§ **Task directions**: Let the line containing "blue boat trim" serve as the first line of the answer and the final line of the entries as its last, with every line between copied exactly.

————————

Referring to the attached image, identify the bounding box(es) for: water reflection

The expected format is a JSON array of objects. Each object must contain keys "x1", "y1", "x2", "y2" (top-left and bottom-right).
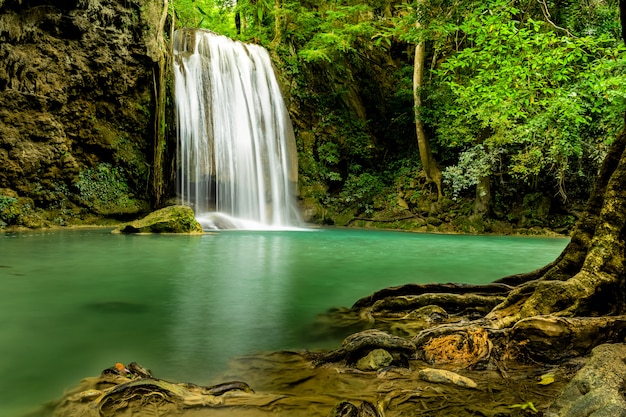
[{"x1": 168, "y1": 233, "x2": 293, "y2": 380}]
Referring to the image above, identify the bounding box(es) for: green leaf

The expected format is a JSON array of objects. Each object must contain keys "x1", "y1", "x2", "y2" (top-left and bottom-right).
[
  {"x1": 508, "y1": 401, "x2": 538, "y2": 412},
  {"x1": 538, "y1": 373, "x2": 555, "y2": 385},
  {"x1": 195, "y1": 4, "x2": 207, "y2": 16}
]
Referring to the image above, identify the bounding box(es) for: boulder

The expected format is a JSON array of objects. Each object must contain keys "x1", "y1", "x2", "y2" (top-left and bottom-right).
[
  {"x1": 112, "y1": 206, "x2": 203, "y2": 234},
  {"x1": 547, "y1": 344, "x2": 626, "y2": 417}
]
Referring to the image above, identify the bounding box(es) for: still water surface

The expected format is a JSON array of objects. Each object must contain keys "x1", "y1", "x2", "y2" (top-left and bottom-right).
[{"x1": 0, "y1": 228, "x2": 568, "y2": 416}]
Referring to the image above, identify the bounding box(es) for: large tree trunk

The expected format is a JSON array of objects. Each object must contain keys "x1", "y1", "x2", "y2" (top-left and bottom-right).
[
  {"x1": 413, "y1": 19, "x2": 443, "y2": 200},
  {"x1": 485, "y1": 119, "x2": 626, "y2": 327},
  {"x1": 151, "y1": 0, "x2": 170, "y2": 208}
]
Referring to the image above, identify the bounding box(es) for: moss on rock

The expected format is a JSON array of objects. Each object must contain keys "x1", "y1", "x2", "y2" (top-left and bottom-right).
[{"x1": 112, "y1": 205, "x2": 203, "y2": 234}]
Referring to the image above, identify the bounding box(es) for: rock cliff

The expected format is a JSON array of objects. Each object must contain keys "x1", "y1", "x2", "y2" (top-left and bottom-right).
[{"x1": 0, "y1": 0, "x2": 168, "y2": 228}]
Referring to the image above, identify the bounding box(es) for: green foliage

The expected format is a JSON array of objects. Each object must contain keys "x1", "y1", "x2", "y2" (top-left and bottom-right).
[
  {"x1": 561, "y1": 0, "x2": 621, "y2": 38},
  {"x1": 297, "y1": 4, "x2": 378, "y2": 63},
  {"x1": 0, "y1": 195, "x2": 19, "y2": 227},
  {"x1": 443, "y1": 145, "x2": 505, "y2": 199},
  {"x1": 340, "y1": 172, "x2": 384, "y2": 216},
  {"x1": 171, "y1": 0, "x2": 238, "y2": 36},
  {"x1": 75, "y1": 163, "x2": 138, "y2": 213},
  {"x1": 433, "y1": 0, "x2": 626, "y2": 200},
  {"x1": 0, "y1": 195, "x2": 35, "y2": 228},
  {"x1": 317, "y1": 141, "x2": 342, "y2": 181}
]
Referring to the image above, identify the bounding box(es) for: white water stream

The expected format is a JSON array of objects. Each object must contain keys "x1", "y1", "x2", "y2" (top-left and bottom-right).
[{"x1": 173, "y1": 29, "x2": 301, "y2": 229}]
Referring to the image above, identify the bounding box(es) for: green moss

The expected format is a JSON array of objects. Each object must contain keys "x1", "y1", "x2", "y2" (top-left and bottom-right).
[
  {"x1": 113, "y1": 205, "x2": 203, "y2": 234},
  {"x1": 74, "y1": 163, "x2": 145, "y2": 215}
]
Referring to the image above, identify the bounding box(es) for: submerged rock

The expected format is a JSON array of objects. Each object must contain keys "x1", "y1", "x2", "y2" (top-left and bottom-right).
[{"x1": 112, "y1": 205, "x2": 203, "y2": 234}]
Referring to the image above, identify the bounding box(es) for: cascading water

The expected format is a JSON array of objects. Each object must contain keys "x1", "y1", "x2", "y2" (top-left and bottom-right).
[{"x1": 173, "y1": 29, "x2": 301, "y2": 230}]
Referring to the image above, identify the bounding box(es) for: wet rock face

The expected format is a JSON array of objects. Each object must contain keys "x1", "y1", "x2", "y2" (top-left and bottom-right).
[{"x1": 0, "y1": 0, "x2": 158, "y2": 223}]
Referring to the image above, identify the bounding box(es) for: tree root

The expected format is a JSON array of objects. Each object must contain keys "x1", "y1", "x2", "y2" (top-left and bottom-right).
[
  {"x1": 352, "y1": 283, "x2": 513, "y2": 309},
  {"x1": 316, "y1": 276, "x2": 626, "y2": 370},
  {"x1": 54, "y1": 364, "x2": 255, "y2": 417},
  {"x1": 346, "y1": 214, "x2": 424, "y2": 225},
  {"x1": 309, "y1": 329, "x2": 416, "y2": 367},
  {"x1": 506, "y1": 315, "x2": 626, "y2": 362}
]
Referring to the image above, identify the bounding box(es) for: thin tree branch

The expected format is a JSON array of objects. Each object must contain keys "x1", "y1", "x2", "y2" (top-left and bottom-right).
[{"x1": 536, "y1": 0, "x2": 574, "y2": 37}]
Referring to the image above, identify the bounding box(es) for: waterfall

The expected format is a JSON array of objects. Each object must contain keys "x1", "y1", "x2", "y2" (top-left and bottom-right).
[{"x1": 173, "y1": 29, "x2": 301, "y2": 230}]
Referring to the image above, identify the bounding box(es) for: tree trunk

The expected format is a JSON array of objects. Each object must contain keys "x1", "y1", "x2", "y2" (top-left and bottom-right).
[
  {"x1": 151, "y1": 0, "x2": 170, "y2": 208},
  {"x1": 413, "y1": 19, "x2": 443, "y2": 200},
  {"x1": 486, "y1": 119, "x2": 626, "y2": 327},
  {"x1": 271, "y1": 0, "x2": 282, "y2": 46},
  {"x1": 473, "y1": 175, "x2": 490, "y2": 216}
]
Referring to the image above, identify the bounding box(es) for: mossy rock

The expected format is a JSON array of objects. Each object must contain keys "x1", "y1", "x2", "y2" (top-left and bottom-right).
[{"x1": 112, "y1": 206, "x2": 203, "y2": 234}]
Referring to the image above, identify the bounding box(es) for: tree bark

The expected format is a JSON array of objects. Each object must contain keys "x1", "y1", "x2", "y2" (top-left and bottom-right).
[
  {"x1": 271, "y1": 0, "x2": 282, "y2": 46},
  {"x1": 413, "y1": 17, "x2": 443, "y2": 200},
  {"x1": 151, "y1": 0, "x2": 170, "y2": 208},
  {"x1": 473, "y1": 175, "x2": 490, "y2": 216},
  {"x1": 485, "y1": 121, "x2": 626, "y2": 327}
]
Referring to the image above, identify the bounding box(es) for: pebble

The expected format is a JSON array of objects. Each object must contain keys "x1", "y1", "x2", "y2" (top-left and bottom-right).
[{"x1": 418, "y1": 368, "x2": 478, "y2": 389}]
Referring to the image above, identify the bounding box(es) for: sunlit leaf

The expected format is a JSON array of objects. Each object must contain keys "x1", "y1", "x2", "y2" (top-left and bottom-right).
[
  {"x1": 508, "y1": 401, "x2": 538, "y2": 413},
  {"x1": 538, "y1": 373, "x2": 555, "y2": 385}
]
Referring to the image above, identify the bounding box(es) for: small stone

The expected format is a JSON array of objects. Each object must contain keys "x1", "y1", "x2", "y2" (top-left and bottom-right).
[
  {"x1": 356, "y1": 349, "x2": 393, "y2": 371},
  {"x1": 418, "y1": 368, "x2": 477, "y2": 389}
]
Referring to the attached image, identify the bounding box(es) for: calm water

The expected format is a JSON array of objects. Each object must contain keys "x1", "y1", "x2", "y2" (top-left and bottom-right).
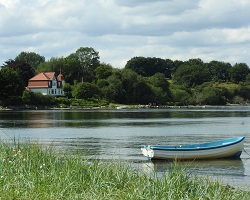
[{"x1": 1, "y1": 106, "x2": 250, "y2": 189}]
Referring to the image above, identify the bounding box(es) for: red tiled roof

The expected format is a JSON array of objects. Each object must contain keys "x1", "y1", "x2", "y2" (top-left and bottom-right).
[{"x1": 29, "y1": 72, "x2": 55, "y2": 81}]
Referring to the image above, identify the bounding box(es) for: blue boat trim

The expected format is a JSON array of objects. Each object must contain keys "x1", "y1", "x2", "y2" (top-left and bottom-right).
[{"x1": 149, "y1": 136, "x2": 245, "y2": 151}]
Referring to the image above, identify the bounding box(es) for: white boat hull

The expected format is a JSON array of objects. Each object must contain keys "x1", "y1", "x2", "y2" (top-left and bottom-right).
[{"x1": 141, "y1": 137, "x2": 244, "y2": 160}]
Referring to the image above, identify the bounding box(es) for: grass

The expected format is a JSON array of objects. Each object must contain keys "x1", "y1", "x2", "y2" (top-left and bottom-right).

————————

§ **Solution to this task**:
Referring to the image above, identify the bounding box(es) for: blue boat trim

The expected format is a JSON array of objects. Each object must contain keys "x1", "y1", "x2", "y2" (top-left and bottom-right).
[{"x1": 149, "y1": 136, "x2": 245, "y2": 151}]
Referring to the image above, identify the bounding box(es) for: white boat hull

The expected format is a JSON array of objects. Each object must contain keys "x1", "y1", "x2", "y2" (top-left and bottom-right).
[{"x1": 141, "y1": 137, "x2": 244, "y2": 160}]
Referring to the image above, identify the bounding box(es) for: grass

The expected format is a JSON array of objects. Each object must contain keys "x1", "y1", "x2", "y2" (top-left and bottom-right).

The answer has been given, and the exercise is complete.